▶ **EXTRACT**
"""
How social credit systems will make your life a video game – Sesame Credit

in german •  2 years ago 

What’s up friends?

Today I picked a technology topic that truly has the potential to lastingly change life for its users in a very dramatic way. It is common knowledge that apps are changing the way we behave and consume significantly – but usually we are in more or less full control on how much we let ourselves be influenced by technology – but for how much longer? The system I want to talk about today is called “Sesame Credit” and with that being said, let’s zoom into it.


Sesame Credit is a so called social credit scoring system, developed and marketed by the Ant Financial Services Group, which belongs to Alibaba, the biggest wholesale company in the world. If you never heard about Alibaba, which you most probably did, imagine it as the Chinese Amazon. Social credit systems are to a very far extent the invention of China and, so far, limited to its borders. Those systems aim to establish a digital rating e.g. scoring system for citizens, companies and organizations

The idea behind Sesame Credit is, that every user receives an individual credit rating based on his or her behavior. Behavior on the one hand means which physical goods one buys and on the other hand, what one says about the government as well as general politics. Today the system is still being tested – but the Chinese government claimed that it could be widely implemented and mandatory by around 2020 for the whole country. That means each and every Chinese citizen will be part of this system.

But before we discuss Sesame Credits’ possible impact, let’s take a look on the metrics behind the name:

Sesame credit basically measures four categories of user data:

  1. The amount / volume of goods that are being purchased regardless of their purpose
  2. Personal information of the user in order to make the service more "comprehensive"
  3. The timeliness of payments of bills
  4. The timeliness of payments of credit card debts

While the first two categories have rather minor impact on the rating, the latter two categories are what really drive the score. If you fail paying bills on time, your score and therefore your credit rating will be lowered significantly. But it’s all a game right? It can’t be that bad. Why should one even care about that?
"""
▶ **DATA SEGMENT**
"""
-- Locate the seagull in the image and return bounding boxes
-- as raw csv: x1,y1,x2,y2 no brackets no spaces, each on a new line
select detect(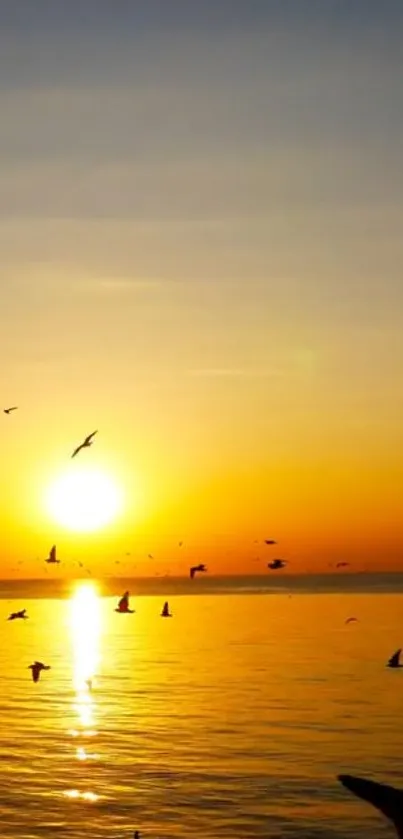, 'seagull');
"""
▶ **WORK TO COMPLETE**
Answer these questions from the Sesame Credit post:
1. Which company does the Ant Financial Services Group belong to?
2. By around what year did the Chinese government claim the system could be mandatory for the whole country?
3. Which two categories of user data really drive the score?

▶ **WRITTEN RESPONSE**
1. Alibaba
2. 2020
3. The timeliness of payments of bills and the timeliness of payments of credit card debts